Stated problem - Format the lines of all the records below as a numbered list, omitting any blank lines. Leave the pictures out of your answer.

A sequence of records
+++++

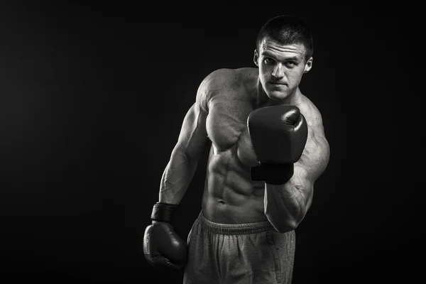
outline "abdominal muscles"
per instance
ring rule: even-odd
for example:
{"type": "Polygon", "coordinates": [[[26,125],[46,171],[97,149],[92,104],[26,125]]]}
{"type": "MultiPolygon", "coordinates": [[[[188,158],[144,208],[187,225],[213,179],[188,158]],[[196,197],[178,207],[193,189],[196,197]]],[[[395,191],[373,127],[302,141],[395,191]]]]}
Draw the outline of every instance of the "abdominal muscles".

+++++

Written answer -
1. outline "abdominal muscles"
2. per instance
3. ring rule: even-odd
4. for example:
5. {"type": "Polygon", "coordinates": [[[26,125],[46,171],[97,149],[92,104],[26,125]]]}
6. {"type": "MultiPolygon", "coordinates": [[[[188,158],[144,208],[187,225],[213,179],[188,158]],[[196,197],[178,207],[193,189],[196,197]]],[[[395,191],[373,127],[302,141],[395,191]]]]}
7. Draw the outline of every instance of the "abdominal muscles".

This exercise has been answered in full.